__WRITTEN INSTRUCTION__
Pick up the text on TPM autonomous maintenance after its last sentence and continue it.

__TEXT EXTRACT__

----

One of the roles of the maintenance department now is the design of maintenance free equipment that does not break down, or if it does break down it can be repaired very easily.
Through analysis of maintenance data they can work with the equipment designers to improve future generations of machines to ensure greater reliability and ease of maintenance and repair.
TPM Autonomous Maintenance
Autonomous maintenance is one of the biggest aims of TPM, your operators become responsible for independent maintenance of the machines rather than running them to breakdown and passing them to the maintenance guys to fix.
The operators become responsible for the day to day maintenance such as tightening bolts and lubrication and basic inspections thus ensuring that the machines remain in optimal condition and problems are highlighted before breakdowns occur.
This also releases the maintenance technicians to work on other maintenance work such as maintenance prevention.

----

__GIVEN RECORDS__
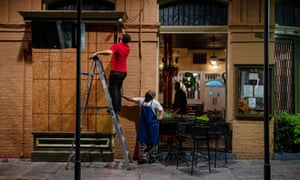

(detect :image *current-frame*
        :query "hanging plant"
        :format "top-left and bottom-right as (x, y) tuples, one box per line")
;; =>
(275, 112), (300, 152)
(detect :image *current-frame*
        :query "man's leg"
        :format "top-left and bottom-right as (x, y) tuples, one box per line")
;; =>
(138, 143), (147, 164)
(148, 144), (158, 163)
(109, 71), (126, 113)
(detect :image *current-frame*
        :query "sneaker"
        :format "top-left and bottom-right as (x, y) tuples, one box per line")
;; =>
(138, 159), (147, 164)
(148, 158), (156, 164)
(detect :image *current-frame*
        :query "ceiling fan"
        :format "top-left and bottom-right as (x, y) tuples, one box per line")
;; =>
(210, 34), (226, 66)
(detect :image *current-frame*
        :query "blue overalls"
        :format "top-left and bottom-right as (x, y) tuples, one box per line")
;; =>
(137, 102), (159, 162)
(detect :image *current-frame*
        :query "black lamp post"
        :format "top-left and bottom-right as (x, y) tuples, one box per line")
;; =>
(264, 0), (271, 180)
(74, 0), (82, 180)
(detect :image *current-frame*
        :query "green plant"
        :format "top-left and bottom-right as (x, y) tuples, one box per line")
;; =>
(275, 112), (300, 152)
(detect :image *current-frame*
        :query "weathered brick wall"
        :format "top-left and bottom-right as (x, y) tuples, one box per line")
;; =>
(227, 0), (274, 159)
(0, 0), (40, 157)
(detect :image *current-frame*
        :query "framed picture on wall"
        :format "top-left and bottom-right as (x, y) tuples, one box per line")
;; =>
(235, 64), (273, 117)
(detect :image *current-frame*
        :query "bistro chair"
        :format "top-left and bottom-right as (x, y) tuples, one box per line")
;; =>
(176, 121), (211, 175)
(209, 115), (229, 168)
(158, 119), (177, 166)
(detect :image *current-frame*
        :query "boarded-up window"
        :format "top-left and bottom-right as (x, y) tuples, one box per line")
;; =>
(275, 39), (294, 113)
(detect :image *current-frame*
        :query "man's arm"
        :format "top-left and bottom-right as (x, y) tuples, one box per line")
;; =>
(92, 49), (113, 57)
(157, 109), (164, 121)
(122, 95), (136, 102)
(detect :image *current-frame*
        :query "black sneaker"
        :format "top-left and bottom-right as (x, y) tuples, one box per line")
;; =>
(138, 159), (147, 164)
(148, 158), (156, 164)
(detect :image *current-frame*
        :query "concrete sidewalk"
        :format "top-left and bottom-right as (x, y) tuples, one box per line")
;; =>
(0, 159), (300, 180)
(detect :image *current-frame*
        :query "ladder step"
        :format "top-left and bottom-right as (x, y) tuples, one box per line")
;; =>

----

__WRITTEN RESPONSE__
Adoption of TPM into the Toyota Production System
Toyota adopted TPM very quickly along with 5S and other lean tools as part of their Toyota Production System (TPS) to ensure that they had machines and processes that could be relied on to provide the customer with what they wanted. Thus TPM has become an integral part of any Lean initiative.
TPM a Foundation Stone of Lean
TPM and 5S
5S is the methodical process for both organizing and standardizing your workplace within Lean. Like TPM it involves everyone within the workplace.
TPM follows many of the requirements of 5S and in fact it would be hard to implement TPM without also implementing 5S. 5S should be your first port of call when beginning your drive to implement TPM; together they provide your company with a solid foundation on which you can build future improvements.